__Dataset rows__.
================================

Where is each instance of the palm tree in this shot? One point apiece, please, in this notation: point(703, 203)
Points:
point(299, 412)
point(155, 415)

================================

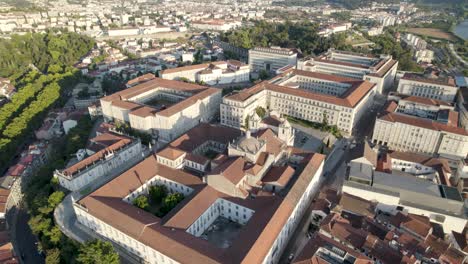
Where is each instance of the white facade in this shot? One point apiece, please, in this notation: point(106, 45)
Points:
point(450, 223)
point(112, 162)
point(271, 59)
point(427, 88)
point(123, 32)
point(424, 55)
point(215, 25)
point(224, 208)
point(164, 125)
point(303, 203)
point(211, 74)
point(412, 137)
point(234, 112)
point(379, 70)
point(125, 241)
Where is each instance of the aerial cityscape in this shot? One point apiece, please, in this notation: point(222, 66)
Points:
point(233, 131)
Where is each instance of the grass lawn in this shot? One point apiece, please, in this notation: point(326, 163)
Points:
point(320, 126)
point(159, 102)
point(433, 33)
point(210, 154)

================================

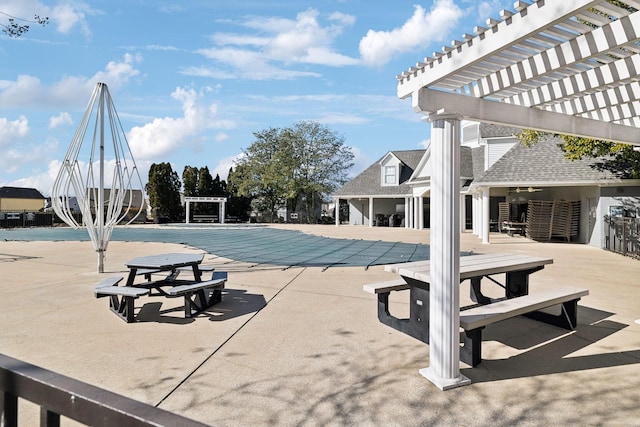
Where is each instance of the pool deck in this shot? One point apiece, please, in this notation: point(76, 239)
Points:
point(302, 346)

================================

__Work required__.
Write out again, unchanged, the lines running from the one with "Where is each instance of the white" to the one with "point(412, 137)", ends included.

__Correct response__.
Where is each instance of the white facade in this shot? One point apiece, please, in this notation: point(106, 45)
Points:
point(450, 223)
point(112, 162)
point(271, 59)
point(427, 88)
point(123, 32)
point(424, 55)
point(215, 25)
point(224, 208)
point(164, 125)
point(303, 203)
point(211, 74)
point(412, 137)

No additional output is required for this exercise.